Saved data entries
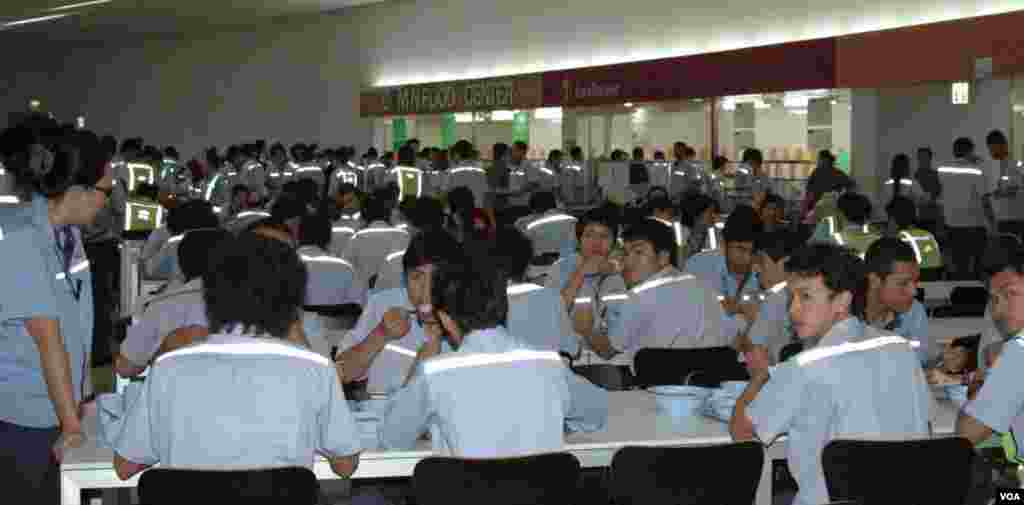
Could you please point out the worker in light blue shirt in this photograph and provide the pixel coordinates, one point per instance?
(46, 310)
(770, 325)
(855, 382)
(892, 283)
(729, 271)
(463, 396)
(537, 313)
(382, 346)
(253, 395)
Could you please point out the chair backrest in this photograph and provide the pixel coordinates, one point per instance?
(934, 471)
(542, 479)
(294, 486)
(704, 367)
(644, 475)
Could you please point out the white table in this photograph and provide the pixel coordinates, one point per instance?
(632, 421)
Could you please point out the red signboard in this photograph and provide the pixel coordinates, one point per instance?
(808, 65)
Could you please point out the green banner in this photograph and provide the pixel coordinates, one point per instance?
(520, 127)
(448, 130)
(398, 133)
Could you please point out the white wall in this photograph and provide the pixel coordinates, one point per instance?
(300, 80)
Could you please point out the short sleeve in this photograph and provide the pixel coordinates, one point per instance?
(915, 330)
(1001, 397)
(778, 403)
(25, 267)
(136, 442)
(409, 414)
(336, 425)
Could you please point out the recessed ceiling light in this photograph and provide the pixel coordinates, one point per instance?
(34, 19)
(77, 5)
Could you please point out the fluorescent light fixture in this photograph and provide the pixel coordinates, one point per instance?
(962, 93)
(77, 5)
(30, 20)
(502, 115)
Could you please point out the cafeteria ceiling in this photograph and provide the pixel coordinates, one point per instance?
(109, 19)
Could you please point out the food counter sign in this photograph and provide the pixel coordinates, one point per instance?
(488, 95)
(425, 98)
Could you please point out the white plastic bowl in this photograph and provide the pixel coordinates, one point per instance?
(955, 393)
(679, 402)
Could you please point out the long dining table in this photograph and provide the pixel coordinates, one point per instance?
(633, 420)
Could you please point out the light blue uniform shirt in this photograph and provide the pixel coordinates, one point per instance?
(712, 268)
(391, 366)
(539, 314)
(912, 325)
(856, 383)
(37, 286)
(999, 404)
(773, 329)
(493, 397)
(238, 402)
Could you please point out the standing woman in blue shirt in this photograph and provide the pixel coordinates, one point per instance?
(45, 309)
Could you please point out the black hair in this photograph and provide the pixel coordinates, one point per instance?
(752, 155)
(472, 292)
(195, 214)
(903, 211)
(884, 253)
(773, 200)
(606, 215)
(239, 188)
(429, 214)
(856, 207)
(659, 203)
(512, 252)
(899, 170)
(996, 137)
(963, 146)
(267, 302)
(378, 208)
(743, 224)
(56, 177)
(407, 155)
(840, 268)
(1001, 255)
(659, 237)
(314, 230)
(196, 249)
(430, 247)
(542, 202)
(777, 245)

**Problem description**
Each record above is to be written out exactly; the pictures are not.

**Response to the task**
Could you please point out the worker in light blue shirt in this photograph and provide the pixel coordinates, one point per instance?
(46, 310)
(770, 325)
(855, 382)
(892, 283)
(729, 271)
(463, 396)
(537, 313)
(382, 346)
(253, 395)
Could you please point out the chair backrest in this photograph and provide the pixel coordinates, one point per instance?
(934, 471)
(542, 479)
(294, 486)
(704, 367)
(644, 475)
Could you please point out the white table in this photograph and provide the pixel coordinates, one point per instance?
(632, 421)
Could you please point out the red signboard in this photograph and provide the pixel coordinates, one point per instance?
(808, 65)
Could you please point out the green banner in this photograph and provide the pixel coordinates, one point per instance?
(520, 127)
(448, 130)
(398, 133)
Could you please point out the white wall in this photograph and provide the pixel coordinates, one point per instance?
(300, 80)
Could you please point out the short sleeve in this photograph and provide the pixel coordinates, one point per instance?
(915, 330)
(1001, 397)
(778, 403)
(25, 267)
(136, 442)
(409, 414)
(336, 425)
Could you please point out the recessed ceiling light in this photograph and provide the pixel coordinates, one point per instance?
(34, 19)
(77, 5)
Could you please point out the fluorescent light fixture in this photograph and provide the pixel coordinates, one point per instance?
(962, 93)
(77, 5)
(30, 20)
(502, 115)
Could you please point out the cafeteria ceiling in this photograph and provide the pixel coordinates, one point per instance?
(109, 19)
Could you please point out the food counter sign in this photograph and provide the pixel coordinates, one point per instance?
(488, 95)
(425, 98)
Could you please point out the white plastic bowl in this photograph and provide the pixel coordinates, one point per instance?
(955, 393)
(679, 402)
Could you please point out the long dining table in this photograph and provide the pixel coordinates, one point per instance?
(633, 420)
Could you please point out the light blue uniform shirt in this photograph and provide the pixel coordinates, one point per instance?
(712, 268)
(391, 366)
(539, 314)
(912, 325)
(856, 383)
(37, 286)
(999, 404)
(773, 329)
(493, 397)
(238, 402)
Could you please point out the standing woman in blue shirt in this photograph and provide the pixel coordinates, one point per instance?
(45, 309)
Could you please point out the black hair in this photograph and provide the pixel coordinates, one point per instance?
(752, 155)
(472, 292)
(195, 214)
(903, 211)
(884, 253)
(773, 200)
(606, 215)
(239, 188)
(429, 214)
(856, 207)
(659, 203)
(512, 252)
(899, 170)
(996, 137)
(963, 146)
(267, 302)
(378, 208)
(743, 224)
(56, 177)
(407, 155)
(840, 268)
(1001, 255)
(659, 237)
(314, 230)
(196, 249)
(430, 247)
(542, 202)
(777, 245)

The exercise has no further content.